(GIVEN INFORMATION)

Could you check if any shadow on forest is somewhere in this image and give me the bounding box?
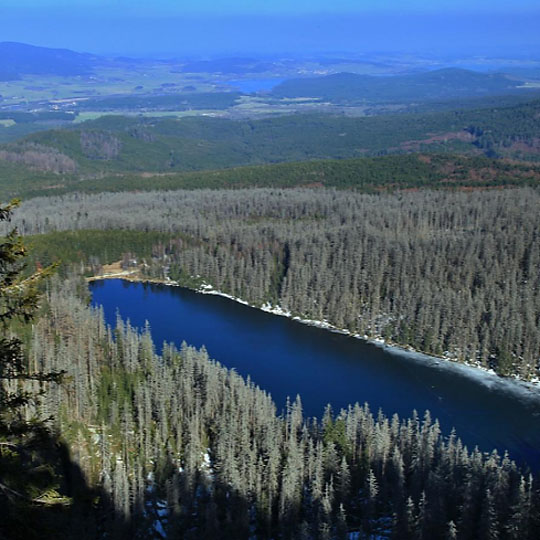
[1,434,262,540]
[0,432,131,540]
[150,455,267,540]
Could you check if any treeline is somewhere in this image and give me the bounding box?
[22,278,540,539]
[0,111,78,144]
[1,97,538,180]
[75,92,242,112]
[0,111,76,124]
[1,152,539,201]
[13,187,540,379]
[26,229,178,272]
[0,141,77,173]
[361,89,540,116]
[271,69,525,104]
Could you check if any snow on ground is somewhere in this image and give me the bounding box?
[107,276,540,397]
[145,472,169,538]
[385,344,540,402]
[200,449,215,484]
[199,283,250,305]
[195,283,540,398]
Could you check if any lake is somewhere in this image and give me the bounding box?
[90,279,540,469]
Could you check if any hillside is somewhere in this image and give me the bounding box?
[272,68,527,103]
[0,97,538,185]
[15,187,540,381]
[0,41,96,80]
[1,153,539,201]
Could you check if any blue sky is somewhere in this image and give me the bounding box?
[3,0,540,13]
[1,1,539,57]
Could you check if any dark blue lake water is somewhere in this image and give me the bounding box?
[90,279,540,469]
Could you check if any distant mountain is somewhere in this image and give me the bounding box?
[272,68,526,103]
[0,42,97,80]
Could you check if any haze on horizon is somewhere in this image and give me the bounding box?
[1,0,539,58]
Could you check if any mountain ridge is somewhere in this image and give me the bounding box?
[272,67,526,103]
[0,41,97,80]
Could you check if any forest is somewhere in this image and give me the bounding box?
[1,96,539,184]
[1,46,540,539]
[11,187,540,380]
[75,92,242,112]
[3,271,539,539]
[271,69,526,104]
[1,152,539,201]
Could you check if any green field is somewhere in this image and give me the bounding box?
[0,64,218,105]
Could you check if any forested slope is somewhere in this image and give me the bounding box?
[0,41,96,79]
[13,187,540,380]
[1,153,539,201]
[272,69,525,103]
[1,97,539,184]
[18,278,540,539]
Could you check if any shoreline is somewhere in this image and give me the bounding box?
[87,271,540,396]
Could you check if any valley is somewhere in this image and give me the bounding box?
[1,37,540,540]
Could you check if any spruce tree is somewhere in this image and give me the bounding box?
[0,200,63,537]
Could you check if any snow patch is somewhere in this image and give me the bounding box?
[261,302,291,317]
[192,286,540,399]
[199,283,250,305]
[200,449,215,485]
[104,275,540,396]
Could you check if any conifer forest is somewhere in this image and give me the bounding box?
[1,184,539,538]
[1,33,540,540]
[11,278,540,538]
[14,187,540,378]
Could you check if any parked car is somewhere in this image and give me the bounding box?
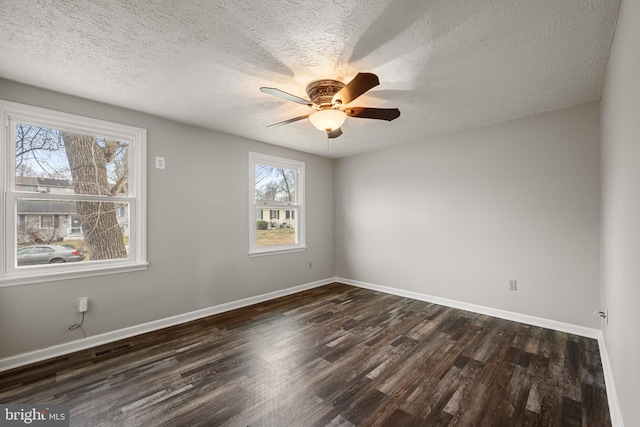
[17,245,85,266]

(End GIVEN INFORMATION)

## [YOUR ASSIGNMENT]
Retype the data above exactly. Leave the pictures out.

## [RESPONSE BELOW]
Could you check if any shadow on forest is somewhere in this image and give me the bounding box?
[1,434,262,540]
[0,432,131,540]
[150,455,267,540]
Could you check if any treeline is somewhere in this image and give me the bounding box?
[22,278,540,539]
[0,111,78,144]
[1,97,538,180]
[75,92,242,112]
[0,111,76,124]
[1,152,539,201]
[13,187,540,379]
[26,229,178,272]
[0,141,77,173]
[361,89,540,116]
[271,69,525,104]
Could you check if any snow on ground is somewhere in this image and give me the bounding box?
[107,276,540,397]
[145,472,169,538]
[385,344,540,402]
[200,449,215,484]
[199,283,250,305]
[195,283,540,398]
Could you check if any lake is somewhere in this image and give me the bounding box?
[90,279,540,469]
Could you check if any hillside is somewhere in this image and give me the bounding box?
[272,68,527,103]
[0,97,538,185]
[15,187,540,381]
[0,41,96,80]
[1,153,539,201]
Could you check if any blue sky is somewhere in this image and give me the bounding box?
[3,0,540,13]
[1,1,539,57]
Could you check if any dark blue lake water is somewhere in this image and give me the bounding box?
[90,279,540,469]
Could you check if any distant mountain is somewhere in this image and give me the bounding box?
[272,68,526,103]
[0,42,97,80]
Could you check if any haze on horizon is somewhere in this image and give me the bounding box?
[1,0,539,58]
Could you check if any mountain ridge is somewhere in this image and give me the bounding box?
[272,67,526,103]
[0,41,97,80]
Could you check if any forest is somewhere in this image and give me the bounding box?
[1,96,539,184]
[1,46,540,539]
[11,187,540,380]
[75,92,242,112]
[3,271,539,539]
[271,69,526,104]
[1,152,539,201]
Could you check if any green field is somewhere in this image and give me the bounding box?
[0,64,218,105]
Could you check if any forested slope is somewhere in this image and give me the bounding box?
[0,41,96,79]
[13,187,540,380]
[1,153,539,201]
[272,69,525,103]
[1,97,539,184]
[18,278,540,539]
Could you check if any shoreline is somewhere in this image and give me the bounding box?
[87,271,540,396]
Could you check if any valley is somewhere in this image and give me the bounding box?
[1,37,540,540]
Could you check if any spruce tree is somewhere in this image and give me the bounding box?
[0,200,63,537]
Could you check if any snow patch is somewhere in this image and give me the bounding box?
[261,302,291,317]
[192,286,540,399]
[199,283,250,305]
[200,449,215,485]
[104,275,540,396]
Could you check if any conifer forest is somewhere in this image and give me the bounding box?
[1,184,539,538]
[1,33,540,540]
[11,278,540,538]
[14,187,540,378]
Could you check if any parked car is somewhere in this image and give me the bounding box?
[17,245,85,266]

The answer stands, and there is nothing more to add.